### WHAT IS NEEDED
Could you give back only the records from the line with "# point at: the bird's tail" through the end, switching "keypoint" to "marker" and leaving everything else unchanged?

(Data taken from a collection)
┄┄┄┄┄┄┄┄┄┄

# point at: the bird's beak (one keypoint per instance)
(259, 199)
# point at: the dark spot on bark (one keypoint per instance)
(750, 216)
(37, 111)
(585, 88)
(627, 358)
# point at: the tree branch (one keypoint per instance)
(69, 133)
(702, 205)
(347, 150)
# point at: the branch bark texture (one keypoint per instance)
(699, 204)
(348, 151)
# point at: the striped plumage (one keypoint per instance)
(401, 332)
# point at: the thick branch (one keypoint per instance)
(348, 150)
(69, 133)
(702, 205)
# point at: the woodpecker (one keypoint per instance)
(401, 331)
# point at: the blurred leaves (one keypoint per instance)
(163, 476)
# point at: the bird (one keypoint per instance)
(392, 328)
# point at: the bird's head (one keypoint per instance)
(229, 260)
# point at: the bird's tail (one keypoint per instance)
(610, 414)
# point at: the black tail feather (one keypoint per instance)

┄┄┄┄┄┄┄┄┄┄

### CORRECT RESPONSE
# point at: the bird's tail (one marker per instance)
(610, 414)
# point at: the black tail feather (one marker per instance)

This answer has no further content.